__GIVEN INSTRUCTION 1__.
Count the lines in the rows below that include the word "child", and give only that number.

__DOCUMENT EXCERPT__.

•••

15th September 2005, 12:58
Hello!

I have problems with posting Chinese characters, a.k.a. Kanji. All that comes out are question marks. Can anybody tell me which fonts/settings I do require?

Thanks a lot!
__________ Jan

Anders Pettersson
15th September 2005, 13:21
I have problems with posting Chinese characters, a.k.a. Kanji. All that comes out are question marks. Can anybody tell me which fonts/settings I do require?
Hi Jan.

Sorry for not replying on this when you asked in the SK forum

If you are using IME you shouldn't have a problem. ??
So please tell us what software you are using (OS, web browser, encoding, program you use to type kanji, etc.) I (and probably a few others) maybe can help you.

As for me I use (most of the time) XP pro, IME, IE, usually have Western encoding (or what it is called in English browsers).

Can you read kanji here?
Here is just a few kanji that I guess you recognize:
少林寺拳法

/Anders

JL.
15th September 2005, 13:27
Hello Anders-sensei!

Nope, I've never seen these Kanji before. ;-) [Edit: Yes, I can usually read all the Kanji posted.]
Well, I don't know what IME is, but it's most likely not what I'm using.
I'm using Mac OS X (10.4.2) as operating system, Safari (Apple's browser, I do have others, too) with Text Coding "Standard" and the system's build-in method for entering Chinese characters.
It's just a guess, but I suppose that a certain font of Kanji is used at eBudo. Do You know which one that could be?

Thanks for the help,
________________ Jan.

Andrew S
15th September 2005, 15:01
Hi, Jan,

I noticed when I tried posting Chinese characters, mine got messed up too, until I disabled the smilies. Hope this helps.

Regards,
Andrew

JL.
15th September 2005, 15:28
?????

Let's see, if this works...

By the way, Andrew-san, did the Kanji come out as question-marks or as something completely different?

Jan

JL.
15th September 2005, 15:30
Obviously didn't work. :-(

JL.
15th September 2005, 18:36
?!—ΡŽ›Œ?–@
shorinji
Œ?ΰι

JL.
15th September 2005, 18:38
?!—ΡŽ›Œ?–@

?!—ΡŽ›Œ?–@

JL.
15th September 2005, 18:41
asdf ?!—ΡŽ›Œ?–@

?¬?!—ΡŽ›Œ?–@

‘ε ?!—ΡŽ›Œ?–@

Almost there... but there's still a problem with the "sho", for whatever reasons. *frown*

Thanks anyway, that was a great help. The decisive bit so far was changing the Text-encoding in the browser settings.

JL.
15th September 2005, 18:44
Ύ―ΞΣ»ϋ·ύΛ‘

"Japanese (EUC)" it is! The "Shift JIS" made trouble with the first character (no idea why). But now it works! :)

Thanks everyone for the help!
Yours,
_____ Jan.

JL.
15th September 2005, 18:46
Hmm. Funnily though I have to use "Shift JIS" to view what everyone else wrote in Kanji! Very mysterious.

JL

JL.
15th September 2005, 18:49
Please tell me: which of the Kanji in my posts are readible?
Especially those in "The solution" vs. those in the various "Test..." posts and the first character in, for example, "Test 2".

Thanks a lot,
__________ Jan.

•••

__TASK INPUTS__.
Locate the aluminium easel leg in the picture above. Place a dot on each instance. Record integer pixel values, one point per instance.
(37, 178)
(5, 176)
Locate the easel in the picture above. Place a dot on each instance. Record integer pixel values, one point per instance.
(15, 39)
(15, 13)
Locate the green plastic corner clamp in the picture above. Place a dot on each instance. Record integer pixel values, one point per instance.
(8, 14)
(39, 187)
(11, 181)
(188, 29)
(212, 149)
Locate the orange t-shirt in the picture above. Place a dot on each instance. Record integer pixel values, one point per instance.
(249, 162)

•••

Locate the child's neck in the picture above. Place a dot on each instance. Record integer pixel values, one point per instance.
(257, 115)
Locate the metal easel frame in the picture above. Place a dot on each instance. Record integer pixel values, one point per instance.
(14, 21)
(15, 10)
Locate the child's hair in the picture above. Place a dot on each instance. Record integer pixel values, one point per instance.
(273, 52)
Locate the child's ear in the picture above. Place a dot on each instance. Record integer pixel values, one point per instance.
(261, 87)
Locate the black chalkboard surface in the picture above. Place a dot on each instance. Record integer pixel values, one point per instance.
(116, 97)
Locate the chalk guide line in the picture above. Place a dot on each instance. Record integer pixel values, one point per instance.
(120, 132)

•••

__GIVEN INSTRUCTION 2__.
Output the passage from the kanji forum thread that begins at the words "15th September 2005, 18:44" and stops after "for the help!".

__TASK OUTPUT 1__.
3

__TASK OUTPUT 2__.
15th September 2005, 18:44
Ύ―ΞΣ»ϋ·ύΛ‘

"Japanese (EUC)" it is! The "Shift JIS" made trouble with the first character (no idea why). But now it works! :)

Thanks everyone for the help!